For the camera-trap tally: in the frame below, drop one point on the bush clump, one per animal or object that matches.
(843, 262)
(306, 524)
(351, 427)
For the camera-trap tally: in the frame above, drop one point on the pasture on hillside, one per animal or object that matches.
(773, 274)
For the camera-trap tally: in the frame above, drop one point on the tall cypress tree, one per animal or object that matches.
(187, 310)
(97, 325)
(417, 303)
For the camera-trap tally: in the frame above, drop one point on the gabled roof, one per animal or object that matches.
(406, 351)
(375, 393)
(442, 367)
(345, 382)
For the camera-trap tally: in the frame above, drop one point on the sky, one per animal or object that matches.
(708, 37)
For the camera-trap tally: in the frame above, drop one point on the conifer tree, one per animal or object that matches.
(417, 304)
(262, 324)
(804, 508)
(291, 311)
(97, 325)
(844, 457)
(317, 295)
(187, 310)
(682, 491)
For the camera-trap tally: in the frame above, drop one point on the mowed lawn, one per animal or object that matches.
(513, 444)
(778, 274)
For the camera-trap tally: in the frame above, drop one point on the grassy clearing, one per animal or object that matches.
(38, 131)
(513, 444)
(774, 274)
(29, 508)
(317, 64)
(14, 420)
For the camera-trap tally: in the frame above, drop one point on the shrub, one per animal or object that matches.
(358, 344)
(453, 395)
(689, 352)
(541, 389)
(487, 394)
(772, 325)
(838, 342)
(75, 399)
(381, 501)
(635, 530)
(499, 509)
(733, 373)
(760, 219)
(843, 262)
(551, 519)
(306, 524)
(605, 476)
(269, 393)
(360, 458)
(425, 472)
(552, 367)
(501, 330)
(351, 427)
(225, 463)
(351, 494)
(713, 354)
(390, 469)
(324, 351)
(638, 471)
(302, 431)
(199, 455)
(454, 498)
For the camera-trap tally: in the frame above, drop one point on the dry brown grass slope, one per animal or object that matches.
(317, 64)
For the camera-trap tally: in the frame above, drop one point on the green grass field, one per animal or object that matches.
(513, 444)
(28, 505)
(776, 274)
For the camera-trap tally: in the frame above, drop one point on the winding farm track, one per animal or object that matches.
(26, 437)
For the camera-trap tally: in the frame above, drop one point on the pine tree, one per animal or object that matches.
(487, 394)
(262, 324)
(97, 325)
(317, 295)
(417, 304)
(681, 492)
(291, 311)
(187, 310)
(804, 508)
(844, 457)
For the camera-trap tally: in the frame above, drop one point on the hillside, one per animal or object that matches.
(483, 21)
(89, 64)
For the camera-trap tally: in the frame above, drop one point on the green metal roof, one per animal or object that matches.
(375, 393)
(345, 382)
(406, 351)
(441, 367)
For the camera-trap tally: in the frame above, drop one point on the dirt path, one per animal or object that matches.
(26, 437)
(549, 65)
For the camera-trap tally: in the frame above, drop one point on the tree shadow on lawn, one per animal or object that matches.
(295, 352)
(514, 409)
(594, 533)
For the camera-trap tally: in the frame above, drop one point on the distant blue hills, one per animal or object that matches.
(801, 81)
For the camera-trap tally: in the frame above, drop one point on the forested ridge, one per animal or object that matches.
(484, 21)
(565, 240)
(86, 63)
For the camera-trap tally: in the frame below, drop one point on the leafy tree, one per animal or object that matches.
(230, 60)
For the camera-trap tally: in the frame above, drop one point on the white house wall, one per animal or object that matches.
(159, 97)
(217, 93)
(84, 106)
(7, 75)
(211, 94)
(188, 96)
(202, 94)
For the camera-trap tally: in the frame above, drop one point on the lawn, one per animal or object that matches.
━━━━━━
Every line of the material must be returned exactly as it appears.

For the camera-trap tally: in the frame below, drop one point on the bush clump, one per animal or object that matches.
(843, 262)
(306, 524)
(351, 427)
For the camera-trap tally: in the frame above, drop one point on the pasture on hillside, one per animal or object that matches.
(773, 274)
For the camera-trap tally: in the frame above, drop one point on the tall cypress tree, one per animal or object that matches.
(187, 310)
(97, 325)
(417, 303)
For the camera-trap tally: in the frame above, drop one point on the gabled roof, one per animal or object that matches.
(406, 351)
(375, 393)
(442, 367)
(345, 382)
For the camera-trap tally: in the frame above, drop one point on the sky, one per animal or object that matches.
(708, 37)
For the camera-trap tally: in the frame above, drop one point on the conifer tree, one per animal or object that matches.
(417, 304)
(262, 324)
(804, 508)
(291, 311)
(97, 325)
(844, 457)
(317, 295)
(187, 310)
(682, 491)
For the camera-trap tally: in the frame above, drop one point on the mowed lawn, one per animal or object that matches.
(513, 444)
(778, 274)
For the camera-trap tally: in the frame above, drop one point on the grassy clearing, one per animal or object that matches.
(38, 131)
(513, 444)
(774, 274)
(29, 508)
(317, 64)
(14, 420)
For the camera-trap tally: in the frame above, drop one point on the shrub, one per animal or object that matches.
(358, 344)
(453, 395)
(689, 352)
(541, 389)
(487, 394)
(772, 325)
(838, 342)
(75, 399)
(381, 501)
(635, 530)
(499, 509)
(733, 373)
(760, 219)
(843, 262)
(551, 519)
(306, 524)
(605, 476)
(269, 393)
(360, 458)
(425, 472)
(552, 367)
(501, 330)
(351, 427)
(225, 463)
(351, 494)
(713, 354)
(390, 469)
(324, 351)
(638, 471)
(302, 431)
(199, 455)
(454, 498)
For the camera-trap tally: in the frame above, drop one point on the dry brown grass slope, one per animal or object that matches.
(317, 64)
For the camera-trap tally: in the frame above, drop one point on the green grass field, one per animal or object that matches.
(513, 444)
(28, 505)
(776, 274)
For the camera-trap tally: in the frame above, drop one point on the winding farm track, one per animal or object that matches.
(26, 437)
For the camera-trap tally: in the frame above, drop one point on the pine tree, one per animal or object that matches.
(487, 394)
(262, 324)
(97, 325)
(317, 295)
(417, 304)
(681, 492)
(291, 311)
(187, 310)
(804, 508)
(844, 457)
For the camera-trap tally: in the frame above, drop one point on the hillside, one per animal or object that matches.
(483, 21)
(89, 64)
For the camera-trap tally: in the frame above, drop one point on the green metal roof, one per animal or object that matches.
(375, 393)
(345, 382)
(406, 351)
(441, 367)
For the camera-trap tally: in the frame above, drop one point on the dirt path, one per animal or object that matches.
(26, 437)
(549, 65)
For the camera-trap tally: in the frame above, drop one point on the tree shadow on lawn, one per animal or object that matches.
(295, 352)
(514, 409)
(594, 533)
For the camera-trap tally: in the frame above, drop one point on the distant blue hills, one per animal or object that matches.
(801, 81)
For the camera-trap tally: in the frame above, drop one point on the forested ridge, one per animal or object that matches.
(484, 21)
(565, 240)
(86, 63)
For the camera-trap tally: in the frame below, drop one point on the leafy tree, one per animal or object that matches.
(230, 60)
For the camera-trap tally: in the frame above, drop one point on the white house wall, one per animal or object that matches.
(159, 97)
(217, 93)
(84, 106)
(7, 75)
(211, 94)
(188, 96)
(202, 94)
For the camera-trap tally: in the frame above, drop one point on the lawn, one per animal or object that matches.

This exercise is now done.